→ **WHAT THE TASK ASKS**: Swap "sample" for "example" everywhere it occurs in the listing below, and reproduce the lines with nothing else changed.
┄┄┄┄┄┄┄┄┄┄┄┄┄┄┄┄┄┄┄┄
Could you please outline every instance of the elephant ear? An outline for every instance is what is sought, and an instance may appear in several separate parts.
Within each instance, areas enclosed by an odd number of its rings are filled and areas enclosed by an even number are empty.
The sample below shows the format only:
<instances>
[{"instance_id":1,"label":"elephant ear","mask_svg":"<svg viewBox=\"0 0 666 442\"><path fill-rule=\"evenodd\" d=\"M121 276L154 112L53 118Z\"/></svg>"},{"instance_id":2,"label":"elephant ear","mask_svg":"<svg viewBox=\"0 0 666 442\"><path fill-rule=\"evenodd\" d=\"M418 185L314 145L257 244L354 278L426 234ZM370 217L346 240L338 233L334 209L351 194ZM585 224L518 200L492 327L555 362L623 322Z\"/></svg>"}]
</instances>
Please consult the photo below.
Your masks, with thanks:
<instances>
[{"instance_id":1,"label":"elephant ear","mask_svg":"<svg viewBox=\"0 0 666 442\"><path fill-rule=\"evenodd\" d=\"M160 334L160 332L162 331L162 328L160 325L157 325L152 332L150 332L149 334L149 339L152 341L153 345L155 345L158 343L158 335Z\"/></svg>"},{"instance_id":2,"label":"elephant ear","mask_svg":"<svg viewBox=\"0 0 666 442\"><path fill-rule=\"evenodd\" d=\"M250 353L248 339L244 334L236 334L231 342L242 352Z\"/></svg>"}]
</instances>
┄┄┄┄┄┄┄┄┄┄┄┄┄┄┄┄┄┄┄┄
→ **ANSWER FOR THIS EXERCISE**:
Could you please outline every instance of the elephant ear? An outline for every instance is what is sought, and an instance may appear in several separate parts.
Within each instance, areas enclosed by an odd number of its rings are filled and areas enclosed by an even number are empty.
The example below shows the format only:
<instances>
[{"instance_id":1,"label":"elephant ear","mask_svg":"<svg viewBox=\"0 0 666 442\"><path fill-rule=\"evenodd\" d=\"M121 276L154 112L53 118Z\"/></svg>"},{"instance_id":2,"label":"elephant ear","mask_svg":"<svg viewBox=\"0 0 666 442\"><path fill-rule=\"evenodd\" d=\"M418 185L314 145L257 244L354 278L426 234ZM370 217L346 240L338 233L334 209L351 194ZM585 224L518 200L492 327L555 362L623 322Z\"/></svg>"}]
</instances>
Please consult the photo below.
Your masks, with thanks:
<instances>
[{"instance_id":1,"label":"elephant ear","mask_svg":"<svg viewBox=\"0 0 666 442\"><path fill-rule=\"evenodd\" d=\"M160 334L160 332L162 331L162 328L160 325L157 325L152 332L150 332L149 334L149 339L152 341L153 345L155 345L158 343L158 335Z\"/></svg>"},{"instance_id":2,"label":"elephant ear","mask_svg":"<svg viewBox=\"0 0 666 442\"><path fill-rule=\"evenodd\" d=\"M250 353L248 339L244 334L236 334L231 342L242 352Z\"/></svg>"}]
</instances>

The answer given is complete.